→ TEXTE EXTRAIT
==============================
Qui est ton ami ? Qui est
ton ennemi ? Comment le savoir ? Ici, dans la République, tout est
mélangé. C’est pourquoi une pagaille incroyable y règne. Chacun peut-être vil
et noble en même temps. Est-ce cela le « style oriental » ?
Ceux qui ont organisé cette
guerre se sont enrichis. Ils se sont parés de nouveaux habits. Ils ont habillé
leurs femmes de neuf. Ils se sont achetés un logement. Ils ont gonflé leur
compte bancaire (…) Je trouve indécent de se pavaner et de frimer dans une
ville détruite. Je n’envie pas ces gens-là.
Nous sommes devenues les ennemies
déclarées de la femme du milicien, la Commère. Mais nous continuons à nous
parler, conformément à une coutume tenace en Orient qui veut que le contact ne
soit jamais interrompu.
Nous avons de nouveaux voisins.
Rez-de-chaussée : Valia, une Russe, 50 ans. Elle n’a vraiment pas de
bol : l’année dernière, des bandits l’ont brûlée avec un fer à repasser et
l’ont torturée pour la dépouiller (…) Au même étage habite une Koumyke aux
cheveux gris (…) Elle a un fils qui s’est distingué récemment en noyant le chat
préféré de sa grand-mère. Il l’a mis dans un sac qu’il a jeté dans un lac après
l’avoir lesté de pierres… On se demande ce que ça va donner plus tard (…)
Au-dessus, au troisième étage, habite une famille « mixte ». La femme
est russe, le mari tchétchène. Leur fils a un an de plus que moi. Il court sans
cesse à la recherche de seringues… Il a des yeux de drogués.
Avant-hier, j’ai soudain perdu
connaissance au cours de karaté. Mon cœur a flanché. Dès que j’ai rouvert les
yeux, j’ai rampé dehors. Je suis resté allongée dans le couloir, où il y avait
plus d’air, puis je suis revenue dans la salle. Personne ne m’a porté secours.
Seule Maryam est sortie pour voir comment j’allais.
- Ne
meurs pas ! D’accord ? a-t-elle dit.
- D’accord !
ai-je répondu.
En général, le fiancé n’est pas
tenu d’être présent aux noces tchétchènes. La fiancée doit rester debout sans
rien dire pendant une journée entière. En effet, il lui est interdit d’être
assise en présence des anciens. Le plus important est de ne parler à personne.
==============================
→ ÉNONCÉ
Poursuivez le journal intime évoquant la guerre en reprenant juste après sa dernière phrase. Le matériel présenté ci-après n'est pas nécessaire.

→ Données de pointage de régions
==============================
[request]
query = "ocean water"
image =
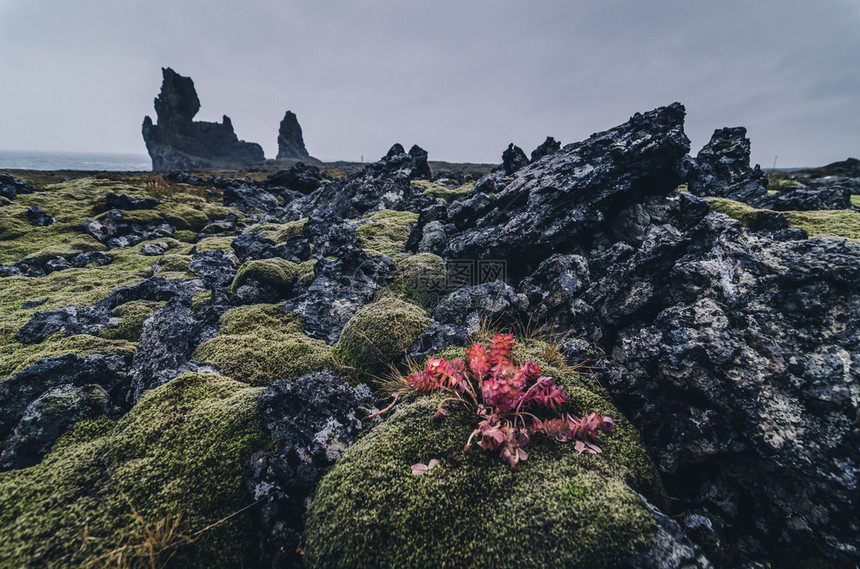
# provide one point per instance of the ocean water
(24, 160)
==============================
→ RÉPONSE RÉDIGÉE
La coutume veut que les invités lui « délient la langue » en se
moquant d’elle. Il arrive aussi qu’elle soit en plus recouverte d’un voile… En
général, les invités s’approchent et se moquent d’elle, parfois de manière très
blessante, en la traitant de « grenouille »,
« d’épouvantail ». Mais la fiancée ne doit pas répondre, var la
volubilité est un signe de bêtise et de mauvaise éducation (…) Quant au fiancé,
il n’apparaît habituellement que deux ou trois jours après. Jusque-là, il est
chez des parents au village, ou bien chez des amis. La fiancée tchétchène commence
sa « première » nuit dans la maison de son futur mari en lavant
une montagne de vaisselle…
Quand nous sommes passés au
« full-contact », il s’est produit une chose étrange à laquelle je
réfléchis depuis. Est-ce dû aux exercices de yoga que j’ai pratiqués pendant
longtemps ou non ? Je me soudain vue de côté : comme si une partie de
mon âme s’était échappée de mon corps et regardait tout d’en haut, à une
distance de deux ou trois mètres !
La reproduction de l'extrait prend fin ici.